Objective:
Please rewrite all of the data below with "region" changed to "area" and everything else kept the same.

— START OF Data lines —

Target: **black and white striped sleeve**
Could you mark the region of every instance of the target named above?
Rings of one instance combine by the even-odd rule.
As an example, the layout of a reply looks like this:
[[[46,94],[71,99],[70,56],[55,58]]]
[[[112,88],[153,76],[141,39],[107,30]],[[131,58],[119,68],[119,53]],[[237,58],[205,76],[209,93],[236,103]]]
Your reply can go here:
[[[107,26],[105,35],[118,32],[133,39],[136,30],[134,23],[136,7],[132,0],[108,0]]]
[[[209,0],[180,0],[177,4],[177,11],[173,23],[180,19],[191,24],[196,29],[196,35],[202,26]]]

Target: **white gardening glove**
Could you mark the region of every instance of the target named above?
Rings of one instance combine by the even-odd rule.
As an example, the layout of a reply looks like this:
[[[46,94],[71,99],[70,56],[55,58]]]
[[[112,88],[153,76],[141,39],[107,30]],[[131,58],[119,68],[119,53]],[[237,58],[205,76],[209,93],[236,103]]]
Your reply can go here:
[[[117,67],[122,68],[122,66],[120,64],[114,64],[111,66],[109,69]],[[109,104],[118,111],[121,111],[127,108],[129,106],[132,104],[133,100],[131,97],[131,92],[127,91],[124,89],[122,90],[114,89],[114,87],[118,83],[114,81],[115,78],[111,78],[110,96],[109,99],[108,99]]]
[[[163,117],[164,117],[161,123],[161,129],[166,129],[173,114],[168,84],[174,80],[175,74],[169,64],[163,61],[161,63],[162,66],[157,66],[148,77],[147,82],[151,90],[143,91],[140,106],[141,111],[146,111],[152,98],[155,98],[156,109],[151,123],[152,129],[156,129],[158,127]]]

— END OF Data lines —

Result of this task:
Target: **black and white striped sleeve**
Could you mark the area of every instance of the target named above?
Rings of one instance combine by the even-odd rule.
As an example, the layout of a reply looks like this:
[[[46,94],[71,99],[70,56],[55,58]]]
[[[112,88],[153,76],[141,39],[107,30]],[[131,58],[119,68],[119,53]],[[237,58],[205,76],[209,93],[236,103]]]
Your reply can go here:
[[[107,26],[105,35],[118,32],[133,39],[136,30],[134,23],[136,7],[132,0],[108,0]]]
[[[209,0],[180,0],[177,4],[177,11],[173,23],[180,19],[191,24],[196,29],[196,35],[202,26]]]

Target: **white gardening glove**
Could you mark the area of every instance of the target named above?
Rings of one instance combine by the even-odd rule.
As an example, the layout of a reply looks like this:
[[[46,94],[71,99],[70,56],[55,58]]]
[[[112,88],[153,76],[141,39],[107,30]],[[131,58],[119,68],[119,53]],[[237,58],[205,76],[209,93],[236,103]]]
Your reply can go here:
[[[117,67],[122,68],[122,66],[120,64],[114,64],[111,66],[109,69]],[[109,104],[118,111],[121,111],[127,108],[129,106],[132,104],[133,100],[131,97],[131,92],[127,91],[124,89],[122,90],[114,89],[114,87],[118,83],[114,81],[115,78],[111,78],[110,96],[109,99],[108,99]]]
[[[163,117],[164,117],[161,123],[161,129],[166,129],[173,114],[168,84],[174,80],[175,74],[169,64],[163,61],[161,63],[162,66],[157,66],[148,77],[147,82],[151,90],[143,91],[140,106],[141,111],[146,111],[152,98],[155,98],[156,109],[151,123],[152,129],[156,129],[158,127]]]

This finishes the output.